— Start of Page —
Two recent decisions of the Federal Court of Appeal, Hamlet of Clyde River v. TGS-NOPEC Geophysical Company ASA (TGS), 2015 FCA 179 and Chippewas of the Thames First Nation v. Enbridge Pipelines Inc., 2015 FCA 222, raise questions regarding the role of the National Energy Board (“NEB”) and other tribunals with respect to the duty to consult. Both cases have recently been granted leave to appeal by the Supreme Court of Canada (“SCC”).
Hamlet of Clyde River
The NEB granted TGS-NOPEC Geophysical Company (TSG) an authorization under the Canada Oil and Gas Operations Act to conduct an offshore seismic survey program in Baffin Bay and the Davis Straight. Prior to issuing the authorization, the NEB conducted an environmental assessment of the project as required under the former Canadian Environmental Assessment Act (“CEAA 1992”).
Hamlet of Clyde River applied for judicial review of the NEB’s decision to grant the authorization, alleging the Crown had failed to discharge its duty to consult. The Crown argued it had fulfilled the duty by relying on the efforts of the project proponent and the administrative process of the NEB. The other issues raised in the proceeding (such as standing of Hamlet of Clyde River) are not discussed in this bulletin.
— End of Page —
— Start of Excerpted records —
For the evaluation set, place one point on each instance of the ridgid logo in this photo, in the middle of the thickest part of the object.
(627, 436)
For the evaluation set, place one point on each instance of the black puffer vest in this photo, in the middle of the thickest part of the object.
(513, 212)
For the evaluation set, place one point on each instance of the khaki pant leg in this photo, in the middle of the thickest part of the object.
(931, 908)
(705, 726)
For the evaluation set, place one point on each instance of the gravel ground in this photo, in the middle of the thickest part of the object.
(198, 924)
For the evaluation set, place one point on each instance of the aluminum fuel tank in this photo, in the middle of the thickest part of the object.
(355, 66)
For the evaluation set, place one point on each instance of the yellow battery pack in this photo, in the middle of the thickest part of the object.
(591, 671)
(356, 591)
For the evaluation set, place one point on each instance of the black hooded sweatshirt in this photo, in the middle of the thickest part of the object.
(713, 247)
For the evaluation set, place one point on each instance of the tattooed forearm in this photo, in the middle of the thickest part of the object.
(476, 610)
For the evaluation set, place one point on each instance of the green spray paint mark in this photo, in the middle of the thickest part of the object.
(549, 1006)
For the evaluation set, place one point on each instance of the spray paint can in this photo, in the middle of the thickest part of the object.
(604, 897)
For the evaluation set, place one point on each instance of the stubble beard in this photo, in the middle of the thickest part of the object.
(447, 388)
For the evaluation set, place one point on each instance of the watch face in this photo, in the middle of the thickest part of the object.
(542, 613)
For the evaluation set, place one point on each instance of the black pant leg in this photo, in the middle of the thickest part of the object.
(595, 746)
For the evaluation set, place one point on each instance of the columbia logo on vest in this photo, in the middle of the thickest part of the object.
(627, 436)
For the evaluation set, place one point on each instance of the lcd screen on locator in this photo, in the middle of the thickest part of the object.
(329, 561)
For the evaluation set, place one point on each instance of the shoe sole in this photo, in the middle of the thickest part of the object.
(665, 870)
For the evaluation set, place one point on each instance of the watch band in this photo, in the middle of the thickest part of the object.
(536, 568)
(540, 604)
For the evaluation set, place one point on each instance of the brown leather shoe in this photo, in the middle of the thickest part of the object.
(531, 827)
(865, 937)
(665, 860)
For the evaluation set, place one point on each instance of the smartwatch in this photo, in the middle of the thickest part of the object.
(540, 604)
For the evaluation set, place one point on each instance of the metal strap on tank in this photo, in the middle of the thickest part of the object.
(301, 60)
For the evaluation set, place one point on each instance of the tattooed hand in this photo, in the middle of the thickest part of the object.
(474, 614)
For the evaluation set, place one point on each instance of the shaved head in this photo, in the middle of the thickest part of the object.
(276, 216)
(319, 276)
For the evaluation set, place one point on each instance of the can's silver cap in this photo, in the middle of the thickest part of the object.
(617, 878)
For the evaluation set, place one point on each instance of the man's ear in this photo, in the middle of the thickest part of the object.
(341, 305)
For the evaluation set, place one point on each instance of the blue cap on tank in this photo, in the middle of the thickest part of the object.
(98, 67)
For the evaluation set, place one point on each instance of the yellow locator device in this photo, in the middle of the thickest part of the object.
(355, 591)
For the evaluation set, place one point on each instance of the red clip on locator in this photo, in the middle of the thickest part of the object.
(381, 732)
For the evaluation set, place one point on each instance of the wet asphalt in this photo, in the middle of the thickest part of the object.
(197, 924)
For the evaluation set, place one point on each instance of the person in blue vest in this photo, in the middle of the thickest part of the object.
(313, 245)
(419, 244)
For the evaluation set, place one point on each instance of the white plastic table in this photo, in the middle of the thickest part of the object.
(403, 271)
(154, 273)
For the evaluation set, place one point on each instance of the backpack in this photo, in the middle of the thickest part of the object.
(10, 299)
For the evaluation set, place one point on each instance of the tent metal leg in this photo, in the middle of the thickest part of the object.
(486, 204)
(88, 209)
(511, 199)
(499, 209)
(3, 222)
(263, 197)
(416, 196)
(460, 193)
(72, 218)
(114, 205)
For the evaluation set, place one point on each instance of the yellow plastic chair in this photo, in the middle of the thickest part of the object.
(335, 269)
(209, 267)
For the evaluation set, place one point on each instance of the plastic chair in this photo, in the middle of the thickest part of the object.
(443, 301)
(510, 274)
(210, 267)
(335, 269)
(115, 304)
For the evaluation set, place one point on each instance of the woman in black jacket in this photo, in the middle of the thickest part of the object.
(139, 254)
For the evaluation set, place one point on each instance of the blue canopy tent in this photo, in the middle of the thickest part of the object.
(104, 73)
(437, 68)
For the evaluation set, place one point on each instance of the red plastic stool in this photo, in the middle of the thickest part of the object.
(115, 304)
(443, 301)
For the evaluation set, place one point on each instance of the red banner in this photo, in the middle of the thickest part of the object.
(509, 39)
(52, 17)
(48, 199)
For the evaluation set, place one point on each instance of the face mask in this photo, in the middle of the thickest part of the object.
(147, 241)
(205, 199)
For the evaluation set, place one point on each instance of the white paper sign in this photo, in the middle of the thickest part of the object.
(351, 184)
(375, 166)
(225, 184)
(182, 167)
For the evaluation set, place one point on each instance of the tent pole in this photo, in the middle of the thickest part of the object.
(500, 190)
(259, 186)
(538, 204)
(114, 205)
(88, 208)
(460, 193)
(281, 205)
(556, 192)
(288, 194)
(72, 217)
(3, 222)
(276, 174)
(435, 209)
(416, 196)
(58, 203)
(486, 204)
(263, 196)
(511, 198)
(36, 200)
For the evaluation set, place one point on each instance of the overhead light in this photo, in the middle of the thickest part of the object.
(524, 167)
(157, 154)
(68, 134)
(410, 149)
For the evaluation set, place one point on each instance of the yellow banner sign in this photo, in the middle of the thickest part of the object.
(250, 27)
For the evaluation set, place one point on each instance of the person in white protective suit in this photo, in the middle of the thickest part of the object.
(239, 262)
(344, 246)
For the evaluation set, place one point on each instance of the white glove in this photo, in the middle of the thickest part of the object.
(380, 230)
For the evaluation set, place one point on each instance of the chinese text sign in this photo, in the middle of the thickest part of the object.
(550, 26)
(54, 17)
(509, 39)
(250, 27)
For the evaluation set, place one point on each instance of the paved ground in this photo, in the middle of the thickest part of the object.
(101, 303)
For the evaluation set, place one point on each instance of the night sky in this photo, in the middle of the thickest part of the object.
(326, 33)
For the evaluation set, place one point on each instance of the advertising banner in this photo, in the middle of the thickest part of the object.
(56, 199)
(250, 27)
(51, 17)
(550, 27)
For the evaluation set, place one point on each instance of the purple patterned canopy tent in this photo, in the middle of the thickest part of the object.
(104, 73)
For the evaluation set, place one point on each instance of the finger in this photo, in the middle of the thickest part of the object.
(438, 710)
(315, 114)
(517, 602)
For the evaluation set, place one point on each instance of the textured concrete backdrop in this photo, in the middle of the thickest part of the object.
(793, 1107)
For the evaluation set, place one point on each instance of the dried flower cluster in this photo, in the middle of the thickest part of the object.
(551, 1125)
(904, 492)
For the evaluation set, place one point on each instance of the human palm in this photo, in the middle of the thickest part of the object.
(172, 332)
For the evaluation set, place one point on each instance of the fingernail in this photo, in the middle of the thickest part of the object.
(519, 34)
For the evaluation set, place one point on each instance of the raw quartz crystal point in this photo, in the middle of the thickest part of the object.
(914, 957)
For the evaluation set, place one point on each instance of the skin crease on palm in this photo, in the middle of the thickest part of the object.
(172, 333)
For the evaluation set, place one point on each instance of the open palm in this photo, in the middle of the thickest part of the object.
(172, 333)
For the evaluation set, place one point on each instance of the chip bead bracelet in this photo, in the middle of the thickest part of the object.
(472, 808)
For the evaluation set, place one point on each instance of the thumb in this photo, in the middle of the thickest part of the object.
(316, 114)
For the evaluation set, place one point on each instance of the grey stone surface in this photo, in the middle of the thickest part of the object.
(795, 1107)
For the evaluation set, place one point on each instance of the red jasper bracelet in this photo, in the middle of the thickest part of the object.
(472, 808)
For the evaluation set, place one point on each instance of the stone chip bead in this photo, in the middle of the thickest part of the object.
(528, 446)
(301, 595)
— End of Excerpted records —
- **Your objective**
Give the bulletin's passage between "Hamlet of Clyde River applied" and "in this bulletin.", inclusive, substituting "article" for "bulletin".

- **Answer in full**
Hamlet of Clyde River applied for judicial review of the NEB’s decision to grant the authorization, alleging the Crown had failed to discharge its duty to consult. The Crown argued it had fulfilled the duty by relying on the efforts of the project proponent and the administrative process of the NEB. The other issues raised in the proceeding (such as standing of Hamlet of Clyde River) are not discussed in this article.